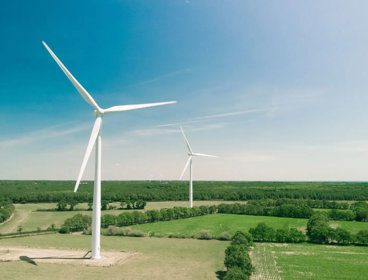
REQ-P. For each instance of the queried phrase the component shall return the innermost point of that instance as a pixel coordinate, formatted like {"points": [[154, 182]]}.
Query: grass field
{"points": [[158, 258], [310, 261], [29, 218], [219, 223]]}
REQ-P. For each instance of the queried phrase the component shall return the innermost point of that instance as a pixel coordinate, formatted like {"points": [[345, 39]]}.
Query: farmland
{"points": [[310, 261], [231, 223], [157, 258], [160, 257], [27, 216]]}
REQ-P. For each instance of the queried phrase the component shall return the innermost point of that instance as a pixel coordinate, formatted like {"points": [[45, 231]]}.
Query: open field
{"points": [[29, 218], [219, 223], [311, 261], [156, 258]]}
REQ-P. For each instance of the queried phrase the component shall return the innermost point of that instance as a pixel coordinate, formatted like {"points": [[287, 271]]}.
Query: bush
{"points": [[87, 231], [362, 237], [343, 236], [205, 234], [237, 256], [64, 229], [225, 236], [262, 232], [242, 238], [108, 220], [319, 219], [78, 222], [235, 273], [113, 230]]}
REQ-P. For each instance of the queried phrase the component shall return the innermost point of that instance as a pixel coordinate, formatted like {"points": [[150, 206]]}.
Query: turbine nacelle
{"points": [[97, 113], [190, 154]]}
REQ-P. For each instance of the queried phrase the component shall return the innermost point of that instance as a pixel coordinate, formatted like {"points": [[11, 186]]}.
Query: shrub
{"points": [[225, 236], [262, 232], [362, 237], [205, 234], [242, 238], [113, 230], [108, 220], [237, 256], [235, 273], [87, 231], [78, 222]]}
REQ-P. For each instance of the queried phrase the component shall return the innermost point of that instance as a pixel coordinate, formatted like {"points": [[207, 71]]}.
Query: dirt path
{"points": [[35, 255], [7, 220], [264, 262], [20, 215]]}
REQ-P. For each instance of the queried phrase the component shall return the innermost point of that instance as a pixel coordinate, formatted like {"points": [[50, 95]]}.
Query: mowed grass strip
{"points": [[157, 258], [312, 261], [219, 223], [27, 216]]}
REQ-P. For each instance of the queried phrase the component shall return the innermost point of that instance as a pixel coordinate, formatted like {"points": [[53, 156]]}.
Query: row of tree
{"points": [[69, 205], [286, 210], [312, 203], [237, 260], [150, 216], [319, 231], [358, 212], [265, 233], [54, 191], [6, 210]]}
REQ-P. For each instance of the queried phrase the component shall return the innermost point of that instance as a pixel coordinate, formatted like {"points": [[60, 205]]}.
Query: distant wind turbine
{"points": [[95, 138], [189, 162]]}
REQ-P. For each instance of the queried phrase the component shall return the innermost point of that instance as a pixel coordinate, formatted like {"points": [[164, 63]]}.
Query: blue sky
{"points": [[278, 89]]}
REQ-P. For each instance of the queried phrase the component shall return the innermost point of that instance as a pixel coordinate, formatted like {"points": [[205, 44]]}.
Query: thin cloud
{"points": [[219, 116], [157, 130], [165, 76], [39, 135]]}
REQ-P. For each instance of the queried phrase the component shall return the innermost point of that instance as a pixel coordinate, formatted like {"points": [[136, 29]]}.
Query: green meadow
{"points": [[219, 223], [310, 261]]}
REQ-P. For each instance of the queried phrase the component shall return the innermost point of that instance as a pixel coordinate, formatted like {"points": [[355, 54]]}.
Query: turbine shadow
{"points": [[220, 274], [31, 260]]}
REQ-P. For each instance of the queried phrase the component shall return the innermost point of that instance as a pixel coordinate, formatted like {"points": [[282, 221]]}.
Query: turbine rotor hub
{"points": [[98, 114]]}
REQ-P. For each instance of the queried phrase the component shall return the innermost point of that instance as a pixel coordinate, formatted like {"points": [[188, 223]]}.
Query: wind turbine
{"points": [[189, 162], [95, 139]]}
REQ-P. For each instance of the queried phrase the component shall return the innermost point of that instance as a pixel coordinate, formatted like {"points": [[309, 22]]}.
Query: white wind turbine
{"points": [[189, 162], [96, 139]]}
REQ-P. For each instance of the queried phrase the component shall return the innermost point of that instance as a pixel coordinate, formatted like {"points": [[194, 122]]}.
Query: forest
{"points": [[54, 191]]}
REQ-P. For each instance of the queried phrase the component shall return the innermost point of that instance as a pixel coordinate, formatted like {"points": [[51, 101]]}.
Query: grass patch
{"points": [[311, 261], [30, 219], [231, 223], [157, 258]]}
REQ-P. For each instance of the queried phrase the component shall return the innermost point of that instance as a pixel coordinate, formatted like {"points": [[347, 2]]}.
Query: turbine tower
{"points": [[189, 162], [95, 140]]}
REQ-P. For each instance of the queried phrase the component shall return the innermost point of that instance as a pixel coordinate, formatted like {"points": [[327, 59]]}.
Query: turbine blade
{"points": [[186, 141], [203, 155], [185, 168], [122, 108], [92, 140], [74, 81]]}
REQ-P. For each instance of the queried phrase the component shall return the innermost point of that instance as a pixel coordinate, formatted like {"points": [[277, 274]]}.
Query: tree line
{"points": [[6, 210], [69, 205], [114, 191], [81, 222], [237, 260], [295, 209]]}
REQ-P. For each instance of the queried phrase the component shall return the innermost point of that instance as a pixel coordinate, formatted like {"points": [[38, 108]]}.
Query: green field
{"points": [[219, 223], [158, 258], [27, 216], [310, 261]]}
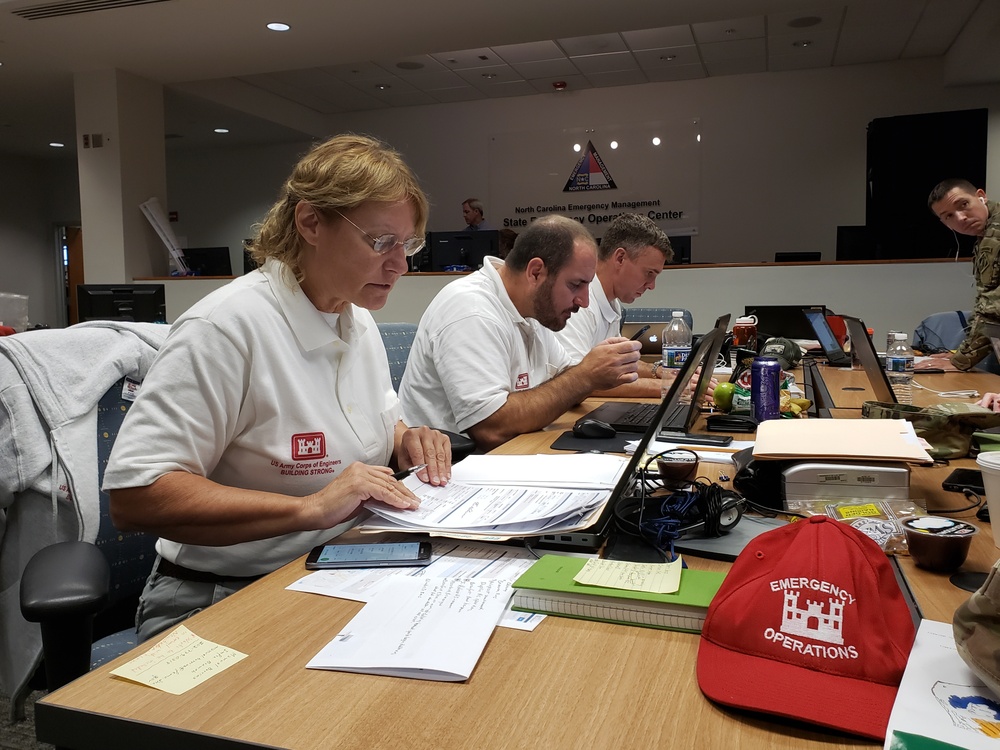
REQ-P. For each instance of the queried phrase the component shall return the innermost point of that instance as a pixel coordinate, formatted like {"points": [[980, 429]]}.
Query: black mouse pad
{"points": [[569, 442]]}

----------

WHAT THE TASK ASKS. From the records, copy out every line that contains the word "wind".

FULL RESPONSE.
Query: distant wind turbine
Query: wind turbine
Query: white wind turbine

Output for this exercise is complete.